### Exercise instructions
When you reproduce the entries below, keep each one exact and drop any pictures.

### Task data
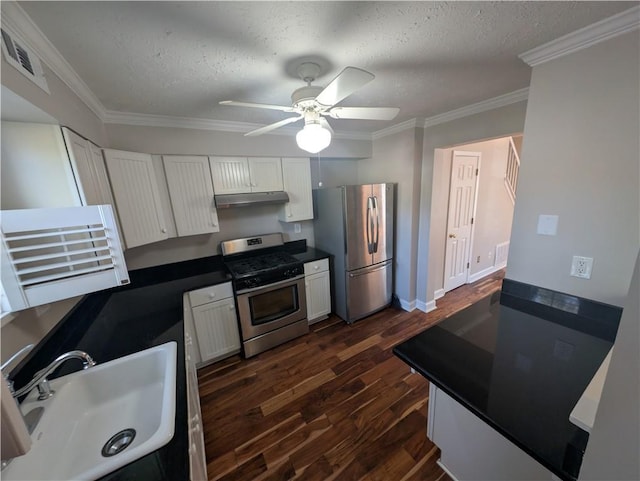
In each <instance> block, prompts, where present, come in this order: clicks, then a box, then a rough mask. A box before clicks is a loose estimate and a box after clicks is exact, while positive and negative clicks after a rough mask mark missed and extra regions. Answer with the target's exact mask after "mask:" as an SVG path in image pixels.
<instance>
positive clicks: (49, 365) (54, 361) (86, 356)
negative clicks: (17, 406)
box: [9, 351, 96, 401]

### Response below
In each <instance> block, prompts, where present, come in this order: clicks, then a box, then a rough mask. A box before clicks is a loose estimate and a box after clicks is exact, while positive and negative clicks after a rough mask mark missed and extra regions. Answer with the target's exact mask after "mask:" as an SVG path in image pixels.
<instance>
positive clicks: (49, 365) (54, 361) (86, 356)
negative clicks: (17, 406)
box: [9, 351, 96, 401]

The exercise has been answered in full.